**Task 1**
Count the lines in the records below that contain the word "Target", treating case as significant, and reply with the number alone.
**Task 2**
Write what comes next in the forum post below about confessing to cheating, picking up after its final sentence.
-- START OF Page excerpt --
# My Past.



## zim (Apr 19, 2012)

Well I have been with my spouse for 2 years. When we were just dating I cheated and it really hurt both of us. I broke down and confessed because I felt like it was eating me alive. It was a very hard time for us and we almost separated. I think forgive myself but I feel badly about myself. It just lurks around in my mind still. I wish that I could take it all back. It was with one person but more than one time. My spouse still brings it up sometimes, usually when we get in an argument, which makes me think that my spouse is still not over it. I just feel really depressed and trashy. It turns my stomach. I never intended the hurt. I broke trust, I broke something beautiful, I really hurt someone I love. My past just keeps catching up with me. I was also asked how many people I had been with in the past like ever... honestly the number is about 21. I know that's a pretty high number. My spouse said that they feel like they are not special because I've been with so many people... but that is not true at all. My spouse has been with about 7 and one of the people I know, so it makes me jealous a little also like how they met, and the types of people these are and all that... I could say that I don't feel special. I always compare myself to the people my spouse has been with and I have an obsession with being better than them. I hate it... my first real relationship gave me trust issues, my second didn't fix that, and it all is carrying over into this one. I just can't trust because of my past. I need some serious advice. I am open to your criticism and advice. Thanks.
-- END OF Page excerpt --
-- START OF Working data --
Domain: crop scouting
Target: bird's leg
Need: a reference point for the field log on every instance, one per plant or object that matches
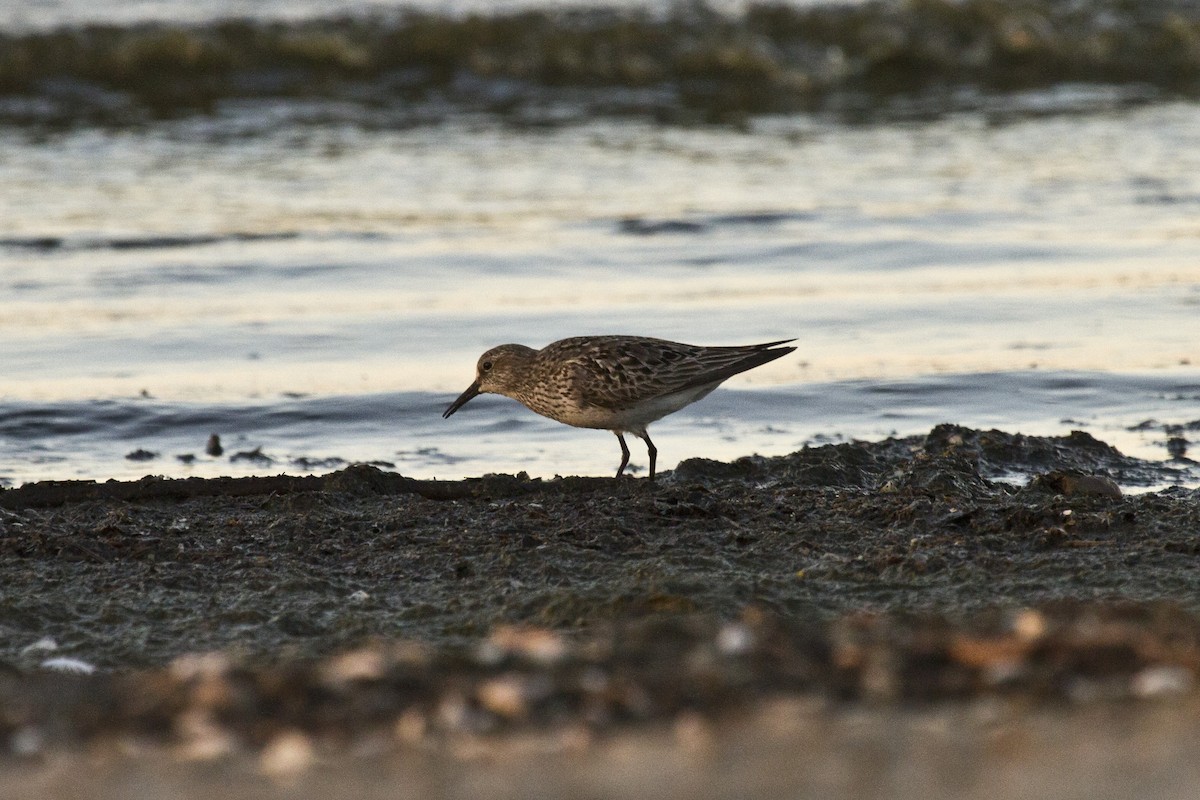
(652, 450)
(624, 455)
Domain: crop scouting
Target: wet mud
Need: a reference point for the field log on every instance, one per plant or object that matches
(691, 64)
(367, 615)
-- END OF Working data --
-- START OF Working data --
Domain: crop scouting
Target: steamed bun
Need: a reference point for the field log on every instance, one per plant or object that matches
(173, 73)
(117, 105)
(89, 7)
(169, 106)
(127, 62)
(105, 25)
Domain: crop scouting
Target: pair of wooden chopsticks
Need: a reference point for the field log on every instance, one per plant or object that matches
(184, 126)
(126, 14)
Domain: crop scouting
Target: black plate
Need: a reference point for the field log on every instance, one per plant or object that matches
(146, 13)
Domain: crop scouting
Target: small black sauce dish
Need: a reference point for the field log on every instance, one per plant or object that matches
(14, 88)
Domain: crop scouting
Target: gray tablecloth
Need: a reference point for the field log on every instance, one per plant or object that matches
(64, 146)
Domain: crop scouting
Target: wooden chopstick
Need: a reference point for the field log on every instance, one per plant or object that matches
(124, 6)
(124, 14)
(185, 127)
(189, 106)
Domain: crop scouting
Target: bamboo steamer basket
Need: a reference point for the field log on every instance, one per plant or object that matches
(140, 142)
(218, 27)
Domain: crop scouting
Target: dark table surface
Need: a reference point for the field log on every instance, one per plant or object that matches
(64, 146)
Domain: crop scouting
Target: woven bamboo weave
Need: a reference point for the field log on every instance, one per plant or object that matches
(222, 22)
-- END OF Working data --
**Task answer 1**
11

**Task answer 2**
----------



## DanF (Sep 27, 2010)

You two haven't really reconciled. You both obviously want to, but to keep rehashing the affair does not indicate true forgiveness. In order for your guilt to lessen, your husband needs to truly forgive you. You also need to show real remorse(you indicate that you have) and you both need to reignite the passion and butterflies that initially attracted you to each other.
I advise you to both seek counseling and learn why a) you had an affair and b) why neither of you can seem to get past it.


----------



## DanF (Sep 27, 2010)

Oops.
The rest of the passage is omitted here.